### Exercise A
Answer these from the text on the dispensary poll, one answer per line, marked (i), (ii), (iii):
(i) What percentage of respondents said medical cannabis dispensaries should be considered essential services?
(ii) Who conducted the poll?
(iii) What percentage of Republican respondents agreed that dispensaries should be considered essential services?
### Exercise B
Pick up the text on the dispensary poll after its final sentence and carry it forward.

### Document segment
A majority of Americans believe that medical cannabis dispensaries should be kept open as “essential services” amid the coronavirus pandemic, according to a new poll.
The survey asked simply: “Do you believe medical marijuana dispensaries should or should not be considered essential services?”
Fifty-three percent said the cannabis providers should be regarded as essential, 26 percent said they shouldn’t and 21 percent said they didn’t know.
As state governments across the country grapple with the COVID-19 outbreak, officials have had to make difficult decisions about which businesses are critical enough to remain open and which should be forced to temporarily shut down. In many states with legal cannabis—including California, Colorado, Illinois, Maryland, Massachusetts and New Jersey—officials have determined that medical marijuana dispensaries are, in fact, essential services that can continue to operate.
Many states have also given the “essential” designation to recreational marijuana stores, though some have enacted policies stipulating that consumers can only obtain cannabis products through curbside pickup or delivery services to encourage social distancing.
It’s a trend that has reflected the mainstreaming of marijuana in U.S. society, with governments increasingly recognizing that the medicine is valuable and that dispensaries should be treated like other necessary businesses like pharmacies.
YouGov conducted the new online poll, which involved nearly 5,400 people on Wednesday.
A breakdown of demographics shows that, as in generally the case with cannabis reform issues, Democratic respondents were more likely (62 percent) than Republicans (43 percent) to agree that dispensaries should be considered essential services exempt from business closure requirements. Fifty-two percent of those who identify as independent said the shops should stay open for patients.

### Provided material
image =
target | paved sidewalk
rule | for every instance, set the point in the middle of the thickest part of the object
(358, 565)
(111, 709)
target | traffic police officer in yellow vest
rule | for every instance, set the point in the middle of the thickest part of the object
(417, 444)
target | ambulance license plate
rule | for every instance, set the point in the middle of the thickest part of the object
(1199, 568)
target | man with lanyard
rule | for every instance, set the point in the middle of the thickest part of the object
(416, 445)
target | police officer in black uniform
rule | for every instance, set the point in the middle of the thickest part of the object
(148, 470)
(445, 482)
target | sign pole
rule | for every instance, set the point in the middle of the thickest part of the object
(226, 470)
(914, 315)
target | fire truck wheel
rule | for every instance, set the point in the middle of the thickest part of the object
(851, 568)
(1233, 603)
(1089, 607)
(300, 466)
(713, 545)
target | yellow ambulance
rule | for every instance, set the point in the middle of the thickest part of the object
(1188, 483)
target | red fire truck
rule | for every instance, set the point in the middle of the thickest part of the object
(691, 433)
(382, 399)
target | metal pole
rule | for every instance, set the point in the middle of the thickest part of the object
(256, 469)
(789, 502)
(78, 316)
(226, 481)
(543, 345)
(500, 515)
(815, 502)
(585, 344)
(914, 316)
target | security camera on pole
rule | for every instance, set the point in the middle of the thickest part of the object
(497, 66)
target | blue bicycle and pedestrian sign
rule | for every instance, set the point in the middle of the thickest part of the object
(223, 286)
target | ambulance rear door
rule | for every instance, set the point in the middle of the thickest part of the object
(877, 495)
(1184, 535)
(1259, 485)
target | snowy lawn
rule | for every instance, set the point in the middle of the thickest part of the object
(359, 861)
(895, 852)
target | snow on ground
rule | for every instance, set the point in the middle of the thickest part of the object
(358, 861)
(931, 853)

### Written answer A
(i) Fifty-three percent
(ii) YouGov
(iii) 43 percent

### Written answer B
A majority of people across all age groups except those 55 and older said dispensaries are essential.
But while dispensaries in many states can continue to serve patients, COVID-19 has had a deleterious impact on drug policy reform efforts across the country.
In California, campaigns to amend the state’s cannabis program and legalize psilocybin mushrooms are suspending in-person activities and asking the state to allow for electronic signature gathering. Activists in Washington, D.C. similarly requested that officials allow alternative signature collection for a measure to decriminalize a broad range of psychedelics.
More recently, a campaign to legalize medical cannabis in Nebraska put a temporary pause on its activities in accordance with guidance from health officials. In neighboring South Dakota, activists are urging voters to consider requesting absentee ballots to ensure that measures to legalize marijuana for medical and recreational purposes are successful.
In New York, plans to legalize cannabis through the budget appear to have been derailed as the state prioritizes a coronavirus response. And in Oregon, activists working to legalize psilocybin for therapeutic purposes said their signature collection efforts have hit a snag amid the pandemic.